(Beginning of READING TEXT)
INUVIK - The family of Dennie Lennie helped open an endoscopy suite at Inuvik Regional Hospital recently, in memory of the long-time Inuvik resident.

Lennie succumbed to colorectal cancer in 2004 and after his death, the family donated money so the hospital could purchase a colonoscope.

Dr. Braam de Klerk, the hospital's medical director, said the tube-like tool is used to look inside a person's colon to check for any abnormalities, and can help in early detection of colorectal cancer.

"We can go in through the stomach and also from the backside," said De Klerk.

"We have dedicated that room purely for endoscopies," said De Klerk.

"The name for the room is now the 'Dennie Lennie endoscopy suite.'"

De Klerk said the sign and naming of the room was to show appreciation for the family's donation and to preserve the memory of Lennie.

"His wife and daughter were there for the presentation," said De Klerk.

De Klerk said the Lennie family's donation was the first to the Inuvik Regional Hospital Foundation, which was created two years ago.

"The foundation is a charitable foundation, which means that any donation are tax deductible," said De Klerk.

"The money goes to things that the hospital can't buy," he said.

The money for the colonoscope came from the foundation because De Klerk said the money was not available through regular funding.

"We didn't have the money for the endoscope, so we used Dennie's money for that."

De Klerk said the hospital is still in need of equipment to offer more medical services to the people of Inuvik.

De Klerk said the money from the foundation would help the hospital buy additional equipment for the operating rooms, televisions for the patients' rooms and little things such as toys for play zones.

"If we have enough money we might be able to beautify the park area outside the hospital," said De Klerk.

"We should ask people and organizations to please start donating this money to the foundation."

De Klerk said that everyone in the community is affected by the hospital and use their services.

"The most important thing is getting support from the community on this."
(End of READING TEXT)
Transcribe the part of the Inuvik hospital article that begins with the words "Lennie succumbed to" and stops after "memory of Lennie.".
(Beginning of EXTRACTED DATA)
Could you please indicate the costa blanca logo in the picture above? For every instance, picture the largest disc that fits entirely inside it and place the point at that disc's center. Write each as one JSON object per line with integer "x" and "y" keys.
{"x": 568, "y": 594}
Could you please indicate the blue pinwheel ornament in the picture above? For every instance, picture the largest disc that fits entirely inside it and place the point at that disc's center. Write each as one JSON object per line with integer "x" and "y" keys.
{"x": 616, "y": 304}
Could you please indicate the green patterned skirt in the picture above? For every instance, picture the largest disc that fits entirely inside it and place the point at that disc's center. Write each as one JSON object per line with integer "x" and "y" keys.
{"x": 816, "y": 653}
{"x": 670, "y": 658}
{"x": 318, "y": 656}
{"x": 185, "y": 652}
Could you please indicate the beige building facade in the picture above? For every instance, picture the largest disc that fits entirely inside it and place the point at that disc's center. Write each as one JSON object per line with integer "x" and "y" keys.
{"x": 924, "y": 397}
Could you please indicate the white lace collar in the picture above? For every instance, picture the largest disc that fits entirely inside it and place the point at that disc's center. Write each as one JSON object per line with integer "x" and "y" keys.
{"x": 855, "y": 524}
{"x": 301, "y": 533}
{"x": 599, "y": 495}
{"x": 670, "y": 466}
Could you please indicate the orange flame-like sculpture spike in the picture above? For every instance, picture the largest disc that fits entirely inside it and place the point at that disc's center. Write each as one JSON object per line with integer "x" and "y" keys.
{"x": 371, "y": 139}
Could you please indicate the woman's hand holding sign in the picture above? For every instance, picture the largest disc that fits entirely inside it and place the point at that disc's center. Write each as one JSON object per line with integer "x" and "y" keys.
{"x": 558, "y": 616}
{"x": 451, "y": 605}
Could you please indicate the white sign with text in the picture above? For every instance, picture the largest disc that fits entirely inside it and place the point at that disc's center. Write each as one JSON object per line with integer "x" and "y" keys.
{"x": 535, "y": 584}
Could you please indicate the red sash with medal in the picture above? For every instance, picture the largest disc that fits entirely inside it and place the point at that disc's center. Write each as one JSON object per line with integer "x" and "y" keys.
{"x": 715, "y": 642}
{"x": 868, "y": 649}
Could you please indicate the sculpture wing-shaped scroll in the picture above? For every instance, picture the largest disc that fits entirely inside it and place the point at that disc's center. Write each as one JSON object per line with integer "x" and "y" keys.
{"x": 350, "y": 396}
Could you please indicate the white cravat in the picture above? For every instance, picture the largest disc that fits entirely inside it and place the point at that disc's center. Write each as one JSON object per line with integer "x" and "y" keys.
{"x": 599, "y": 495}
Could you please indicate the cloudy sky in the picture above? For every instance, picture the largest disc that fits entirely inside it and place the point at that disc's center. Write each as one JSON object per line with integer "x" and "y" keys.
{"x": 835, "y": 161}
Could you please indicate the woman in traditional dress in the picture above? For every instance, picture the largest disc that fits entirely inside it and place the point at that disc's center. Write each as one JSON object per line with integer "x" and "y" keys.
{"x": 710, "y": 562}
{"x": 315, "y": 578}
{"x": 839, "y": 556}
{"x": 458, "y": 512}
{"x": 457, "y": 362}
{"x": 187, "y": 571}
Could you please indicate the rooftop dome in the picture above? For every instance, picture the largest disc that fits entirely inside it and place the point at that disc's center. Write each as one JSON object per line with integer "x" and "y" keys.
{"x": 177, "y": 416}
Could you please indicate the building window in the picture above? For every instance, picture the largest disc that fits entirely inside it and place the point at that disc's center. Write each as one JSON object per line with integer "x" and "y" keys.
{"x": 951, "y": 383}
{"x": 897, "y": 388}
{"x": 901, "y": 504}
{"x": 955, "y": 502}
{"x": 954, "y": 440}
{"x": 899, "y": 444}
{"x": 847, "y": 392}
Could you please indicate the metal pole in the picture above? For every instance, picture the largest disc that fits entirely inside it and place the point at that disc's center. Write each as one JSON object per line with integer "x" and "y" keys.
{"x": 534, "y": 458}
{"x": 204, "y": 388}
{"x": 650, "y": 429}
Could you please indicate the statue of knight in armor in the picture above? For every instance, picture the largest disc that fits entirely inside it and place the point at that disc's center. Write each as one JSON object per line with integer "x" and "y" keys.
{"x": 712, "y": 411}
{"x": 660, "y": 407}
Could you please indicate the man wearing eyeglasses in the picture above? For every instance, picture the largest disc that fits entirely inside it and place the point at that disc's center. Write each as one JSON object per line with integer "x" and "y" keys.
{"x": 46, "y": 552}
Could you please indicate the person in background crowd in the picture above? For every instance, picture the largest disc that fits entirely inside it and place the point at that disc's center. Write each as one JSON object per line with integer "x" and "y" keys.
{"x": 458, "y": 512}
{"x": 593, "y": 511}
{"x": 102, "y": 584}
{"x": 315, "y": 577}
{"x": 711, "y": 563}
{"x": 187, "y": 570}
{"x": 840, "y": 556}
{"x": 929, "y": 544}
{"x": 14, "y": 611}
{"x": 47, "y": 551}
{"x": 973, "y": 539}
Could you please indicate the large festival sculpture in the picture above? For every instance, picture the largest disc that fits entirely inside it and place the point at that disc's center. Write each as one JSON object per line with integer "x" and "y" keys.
(End of EXTRACTED DATA)
▶ [SOLUTION]
Lennie succumbed to colorectal cancer in 2004 and after his death, the family donated money so the hospital could purchase a colonoscope.

Dr. Braam de Klerk, the hospital's medical director, said the tube-like tool is used to look inside a person's colon to check for any abnormalities, and can help in early detection of colorectal cancer.

"We can go in through the stomach and also from the backside," said De Klerk.

"We have dedicated that room purely for endoscopies," said De Klerk.

"The name for the room is now the 'Dennie Lennie endoscopy suite.'"

De Klerk said the sign and naming of the room was to show appreciation for the family's donation and to preserve the memory of Lennie.